### Task A
Do these statements agree with the project notes below? (i) The included CXMLServer is intended for production use. (ii) The software is released under the MIT License. (iii) Better conference controls are named as a possible addition in future versions. Answer yes or no for each and quote the deciding words.
### Task B
According to the project notes below, which company holds the copyright, and for what year?

══ Text shown

Production-ready server: The included CXMLServer is suitable for development and testing only. For production use, consider integrating with a more robust server framework like Express.js.
Advanced features: Some advanced telephony features might be added in future versions, such as better conference controls, additional speech recognition options, and more.
TypeScript support: Adding TypeScript type definitions would improve developer experience and catch errors earlier.
License
MIT License
Copyright (c) 2025 Cloudonix, Inc.
Permission is hereby granted, free of charge, to any person obtaining a copy of this software and associated documentation files (the "Software"), to deal in the Software without restriction, including without limitation the rights to use, copy, modify, merge, publish, distribute, sublicense, and/or sell copies of the Software, and to permit persons to whom the Software is furnished to do so, subject to the following conditions:
The above copyright notice and this permission notice shall be included in all copies or substantial portions of the Software.

════
══ Study material

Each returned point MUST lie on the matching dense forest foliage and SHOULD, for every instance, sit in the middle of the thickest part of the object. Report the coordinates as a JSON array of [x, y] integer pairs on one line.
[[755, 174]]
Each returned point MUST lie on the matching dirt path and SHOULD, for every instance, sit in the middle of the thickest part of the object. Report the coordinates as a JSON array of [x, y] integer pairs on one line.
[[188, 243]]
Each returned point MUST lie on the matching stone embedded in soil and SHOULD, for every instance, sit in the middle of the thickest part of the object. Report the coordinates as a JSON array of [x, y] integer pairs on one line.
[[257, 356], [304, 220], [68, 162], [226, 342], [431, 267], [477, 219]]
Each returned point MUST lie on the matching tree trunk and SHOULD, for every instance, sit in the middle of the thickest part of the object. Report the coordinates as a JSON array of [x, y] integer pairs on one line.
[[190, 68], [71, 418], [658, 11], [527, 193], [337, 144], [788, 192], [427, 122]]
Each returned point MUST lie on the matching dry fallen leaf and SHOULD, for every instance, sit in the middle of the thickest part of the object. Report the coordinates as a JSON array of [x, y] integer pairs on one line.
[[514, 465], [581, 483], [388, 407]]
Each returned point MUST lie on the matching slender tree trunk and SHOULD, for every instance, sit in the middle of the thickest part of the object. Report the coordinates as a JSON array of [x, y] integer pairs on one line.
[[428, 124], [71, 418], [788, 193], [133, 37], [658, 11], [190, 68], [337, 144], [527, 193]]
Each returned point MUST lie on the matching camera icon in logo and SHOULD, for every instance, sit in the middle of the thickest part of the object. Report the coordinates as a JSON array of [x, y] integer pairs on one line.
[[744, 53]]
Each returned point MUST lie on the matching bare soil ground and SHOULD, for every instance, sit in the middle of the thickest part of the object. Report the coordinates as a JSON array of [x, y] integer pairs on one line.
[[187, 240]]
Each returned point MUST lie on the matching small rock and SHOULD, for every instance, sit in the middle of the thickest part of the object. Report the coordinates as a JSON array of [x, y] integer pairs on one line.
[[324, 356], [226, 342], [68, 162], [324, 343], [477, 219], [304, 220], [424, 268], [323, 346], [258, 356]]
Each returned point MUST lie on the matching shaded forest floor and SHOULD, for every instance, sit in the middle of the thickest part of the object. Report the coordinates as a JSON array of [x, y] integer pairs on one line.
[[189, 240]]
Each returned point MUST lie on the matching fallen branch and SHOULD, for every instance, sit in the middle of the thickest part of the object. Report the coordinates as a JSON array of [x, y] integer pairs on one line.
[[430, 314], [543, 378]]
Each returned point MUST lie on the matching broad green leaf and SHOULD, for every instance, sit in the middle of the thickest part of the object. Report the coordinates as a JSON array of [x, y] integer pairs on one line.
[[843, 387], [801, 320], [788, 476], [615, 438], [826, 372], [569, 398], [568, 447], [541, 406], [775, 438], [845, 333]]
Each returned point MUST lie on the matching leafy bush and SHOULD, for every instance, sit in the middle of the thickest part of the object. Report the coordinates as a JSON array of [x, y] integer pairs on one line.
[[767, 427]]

════

### Written reply A
(i) No: "suitable for development and testing only"
(ii) Yes: "MIT License"
(iii) Yes: "such as better conference controls"

### Written reply B
Cloudonix, Inc., 2025